RECORDED INFORMATION:
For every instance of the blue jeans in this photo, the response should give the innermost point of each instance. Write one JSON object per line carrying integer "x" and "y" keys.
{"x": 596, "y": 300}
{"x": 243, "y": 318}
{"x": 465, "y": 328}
==
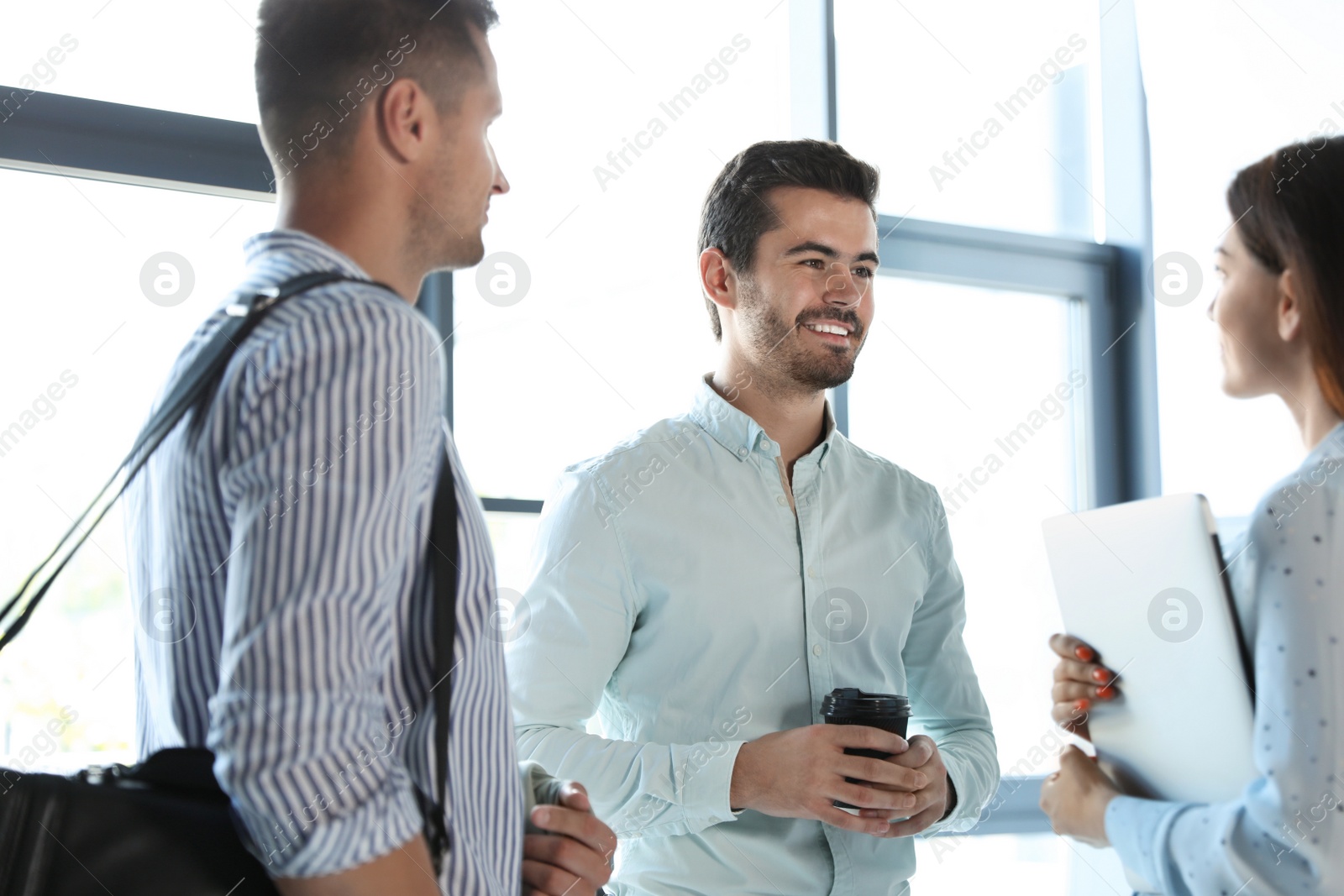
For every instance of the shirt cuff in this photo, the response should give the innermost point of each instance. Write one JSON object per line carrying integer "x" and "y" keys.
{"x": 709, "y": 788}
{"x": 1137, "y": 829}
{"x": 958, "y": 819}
* * *
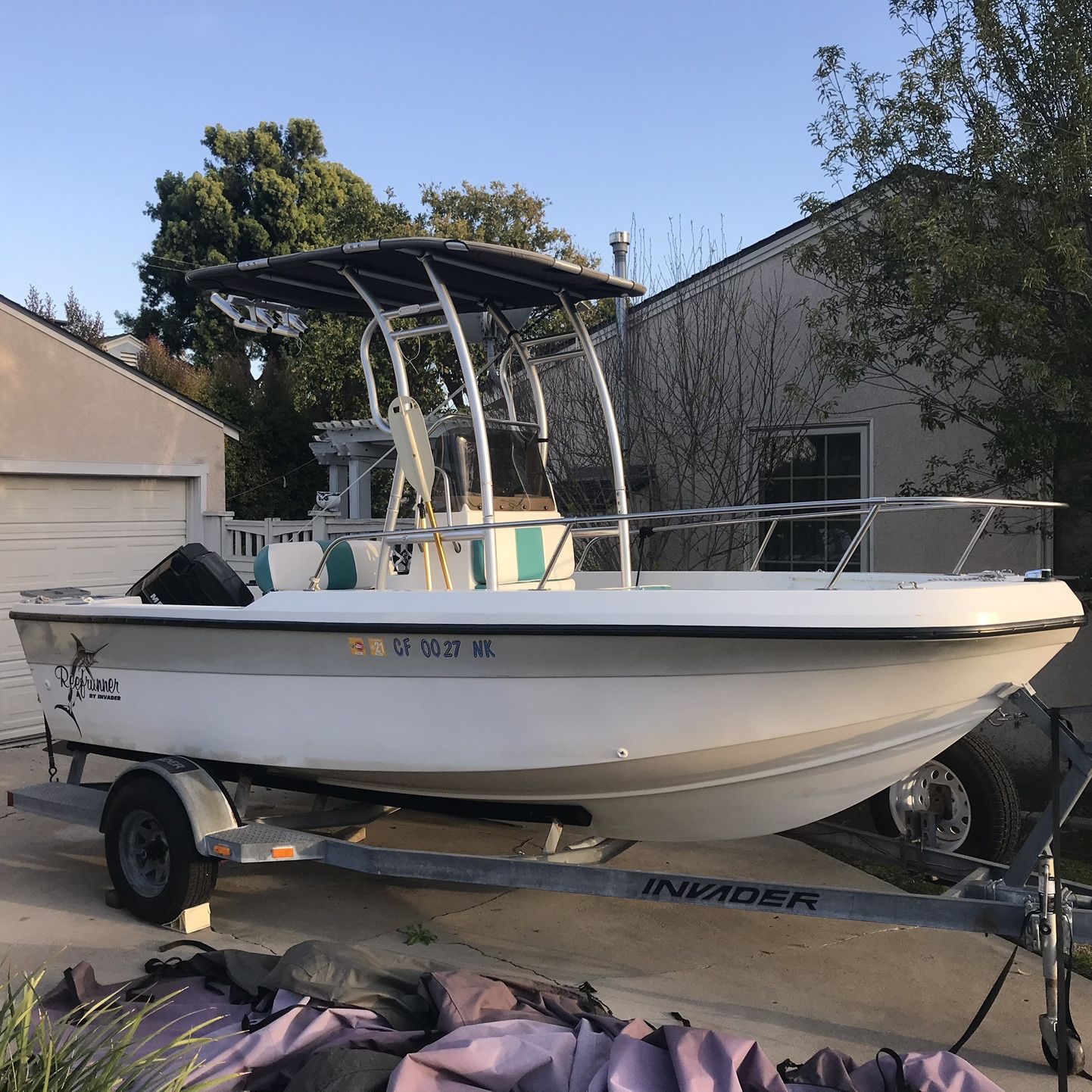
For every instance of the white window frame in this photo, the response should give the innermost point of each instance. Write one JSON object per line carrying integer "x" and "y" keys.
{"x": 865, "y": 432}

BRIEF: Tally the lines in the entries above that contain the word "Write", treating uppercase and lowercase as different. Reply with the number alone.

FULL OUTPUT: 3